AUFGABENSTELLUNG A =
Prüfe anhand des Artikels über die Forschungskooperation mit der Firma Seidel, ob die folgenden Aussagen zutreffen, und antworte jeweils mit Ja oder Nein samt der entscheidenden Textstelle als wörtlichem Zitat: (i) Seidel erzielt einen Jahresumsatz von rund fünfzig Millionen Euro. (ii) Die Halle in Fronhausen ist dreißig Quadratmeter groß. (iii) Beim Eloxal-Verfahren wird Rohaluminium mit einer Oxidschicht überzogen.
AUFGABENSTELLUNG B =
Schreibe den Artikel über die Forschungskooperation mit der Firma Seidel im Anschluss an seinen letzten Satz weiter.

EXTRAHIERTER TEXT =
######

13.11.2006
Forschen mit dem Weltmarktführer
BMBF fördert Kooperation zwischen Marburger Industrieunternehmen und der Universität – 500.000 Euro fließen an den Fachbereich Chemie
Das ist bislang einmalig in der Region: eine vom Bundesforschungsministerium (BMBF) geförderte Kooperation zwischen einem Industrieunternehmen und den mittelhessischen Universitäten. Nun aber ist das Projekt bereits am Laufen: Rund 1,3 Millionen Euro flossen Ende Oktober an die Marburger Firma Seidel, die im Bereich der Oberflächenveredelung von Materialien tätig ist und einen Jahresumsatz von rund fünfzig Millionen Euro erzielt, darüber hinaus teilen sich drei Arbeitsgruppen – zwei aus der Marburger Chemie und eine aus Gießen – einen Betrag von 750.000 Euro. „Seidel hat in Fronhausen bereits eine sechshundert Quadratmeter große Halle errichtet“, so der Marburger Chemieprofessor Joachim H. Wendorff. „Dort wird in diesen Tagen eine rund dreißig Meter lange Versuchsanlage installiert, an der wir bald werden arbeiten können.“
Konkret geht es um neue Verfahren für die Herstellung von
Designartikeln für die Kosmetikindustrie – ein Bereich, in dem Seidel
Weltmarktführer ist und unter anderem für Marken wie Boss oder Puma
arbeitet. „Mit Hilfe der materialwissenschaftlichen Verfahren, die mein
Kollege Andreas Greiner und ich entwickelt haben, wollen wir diese
Obeflächen mit feinsten Strukturen aus Nanofilmen und Nanofasern
versehen und dabei dieselben optischen Effekte erzielen, für die sonst
viel mehr Material erforderlich ist.“ Basis ihrer Forschung ist unter
anderem das von Seidel bereits verwendete „Eloxal-Verfahren“: Dabei
wird Rohaluminium durch einen elektrochemischen Prozess mit einer
Oxidschicht überzogen. In dessen nanometergroßen Poren kann schließlich
Farbe eingelagert werden, zudem lässt sich die Oberfläche chemisch
glätten und so optisch ansprechend gestalten. Auch die Beständigkeit
der Oberfläche wird hierdurch erhöht.

######

DATENZEILEN =
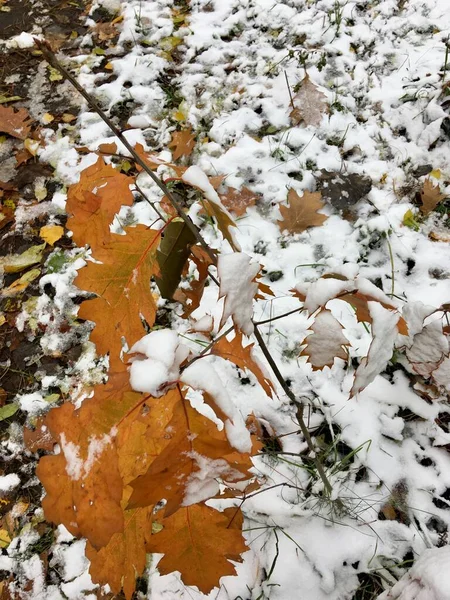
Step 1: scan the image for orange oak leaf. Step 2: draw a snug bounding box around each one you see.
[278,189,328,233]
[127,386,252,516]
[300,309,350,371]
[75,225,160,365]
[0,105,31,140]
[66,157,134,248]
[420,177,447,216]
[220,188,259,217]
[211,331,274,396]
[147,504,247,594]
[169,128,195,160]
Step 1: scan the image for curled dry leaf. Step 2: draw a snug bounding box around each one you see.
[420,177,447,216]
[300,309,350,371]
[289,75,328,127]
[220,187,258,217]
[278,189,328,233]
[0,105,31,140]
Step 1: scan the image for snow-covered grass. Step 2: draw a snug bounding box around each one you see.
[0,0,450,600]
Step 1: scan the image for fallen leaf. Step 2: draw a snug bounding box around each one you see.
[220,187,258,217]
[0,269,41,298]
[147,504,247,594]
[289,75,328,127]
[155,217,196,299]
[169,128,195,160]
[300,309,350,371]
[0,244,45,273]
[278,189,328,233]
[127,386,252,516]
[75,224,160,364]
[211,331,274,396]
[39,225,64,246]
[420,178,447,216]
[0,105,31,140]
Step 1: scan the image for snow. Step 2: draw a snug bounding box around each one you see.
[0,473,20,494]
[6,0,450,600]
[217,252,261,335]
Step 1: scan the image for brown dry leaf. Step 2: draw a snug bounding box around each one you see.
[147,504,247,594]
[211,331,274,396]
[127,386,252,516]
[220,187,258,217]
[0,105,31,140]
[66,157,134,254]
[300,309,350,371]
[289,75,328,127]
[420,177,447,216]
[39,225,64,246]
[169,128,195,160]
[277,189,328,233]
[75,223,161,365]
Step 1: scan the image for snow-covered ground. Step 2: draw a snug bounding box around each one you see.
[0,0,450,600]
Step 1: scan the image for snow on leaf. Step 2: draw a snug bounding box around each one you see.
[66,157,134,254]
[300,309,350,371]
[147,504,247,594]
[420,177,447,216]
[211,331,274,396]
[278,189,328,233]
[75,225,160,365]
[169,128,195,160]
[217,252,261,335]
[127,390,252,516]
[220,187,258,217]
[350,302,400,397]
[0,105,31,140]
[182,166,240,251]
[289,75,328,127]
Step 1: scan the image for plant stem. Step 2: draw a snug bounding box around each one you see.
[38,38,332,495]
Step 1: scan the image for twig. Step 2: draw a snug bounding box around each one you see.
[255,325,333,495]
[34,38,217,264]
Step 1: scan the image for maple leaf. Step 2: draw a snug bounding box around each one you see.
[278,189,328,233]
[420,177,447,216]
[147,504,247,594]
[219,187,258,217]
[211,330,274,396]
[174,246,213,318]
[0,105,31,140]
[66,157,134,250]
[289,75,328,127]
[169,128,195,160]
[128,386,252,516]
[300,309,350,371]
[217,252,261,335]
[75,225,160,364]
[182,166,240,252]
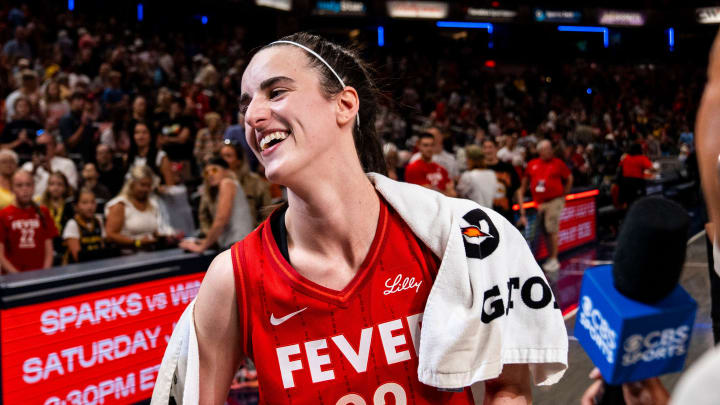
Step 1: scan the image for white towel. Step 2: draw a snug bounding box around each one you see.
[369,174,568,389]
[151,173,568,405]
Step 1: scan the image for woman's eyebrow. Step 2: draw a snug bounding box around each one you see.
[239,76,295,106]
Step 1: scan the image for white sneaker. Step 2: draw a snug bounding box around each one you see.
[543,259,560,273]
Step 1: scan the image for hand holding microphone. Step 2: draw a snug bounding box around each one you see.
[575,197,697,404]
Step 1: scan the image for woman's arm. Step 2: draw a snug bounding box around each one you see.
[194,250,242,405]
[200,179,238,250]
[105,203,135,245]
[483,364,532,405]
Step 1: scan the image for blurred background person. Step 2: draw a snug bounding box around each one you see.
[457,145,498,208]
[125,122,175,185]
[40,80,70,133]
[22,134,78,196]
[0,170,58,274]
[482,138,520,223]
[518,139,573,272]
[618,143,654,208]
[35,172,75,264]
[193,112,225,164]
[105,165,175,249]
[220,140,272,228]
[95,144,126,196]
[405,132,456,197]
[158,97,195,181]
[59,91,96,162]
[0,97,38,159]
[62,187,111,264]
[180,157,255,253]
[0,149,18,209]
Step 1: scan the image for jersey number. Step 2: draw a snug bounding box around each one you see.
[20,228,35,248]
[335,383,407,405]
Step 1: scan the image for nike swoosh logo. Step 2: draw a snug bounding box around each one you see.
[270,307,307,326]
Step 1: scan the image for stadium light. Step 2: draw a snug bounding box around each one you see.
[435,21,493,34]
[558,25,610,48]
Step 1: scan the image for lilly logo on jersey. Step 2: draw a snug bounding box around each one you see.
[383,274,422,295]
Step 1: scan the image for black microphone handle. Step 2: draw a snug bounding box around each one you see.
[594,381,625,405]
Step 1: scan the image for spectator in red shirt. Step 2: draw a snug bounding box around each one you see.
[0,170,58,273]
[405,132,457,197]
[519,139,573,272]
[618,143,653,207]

######

SCHRIFTLICHE ANTWORT A =
(i) Ja: „einen Jahresumsatz von rund fünfzig Millionen Euro erzielt“
(ii) Nein: „eine sechshundert Quadratmeter große Halle errichtet“
(iii) Ja: „wird Rohaluminium durch einen elektrochemischen Prozess mit einer Oxidschicht überzogen“

SCHRIFTLICHE ANTWORT B =
Selbstreinigungseffekte sollen Fingerabdrücke verschwinden lassen
Die Förderung des BMBF im Rahmen des Programms Wing (Werkstoffinnovationen für Industrie und Gesellschaft) zielt darauf, die klassische Materialforschung mit der Basisdisziplin Chemie und der Nanotechnologie zu integrieren. Insbesondere stehen dabei auch Materialersparnis und Recylingfähigkeit im Mittelpunkt der Bemühungen.
Darüber hinaus aber wollen Wendorff und Greiner, die mit ihrem
Kollegen Professor Dr. Michael Fröba vom Institut für Anorganische und
Analytische Chemie der Universität Gießen einen Experten für die
Behandlung von Aluminium mit im Boot haben, auch weitere Möglichkeiten
ausloten: Künftig könnten Fingerabdrücke auf Kosmetikgefäßen dank
Selbstreinigungseffekten wie von selbst wieder verschwinden oder
Aluminium sich warm statt kalt anfühlen.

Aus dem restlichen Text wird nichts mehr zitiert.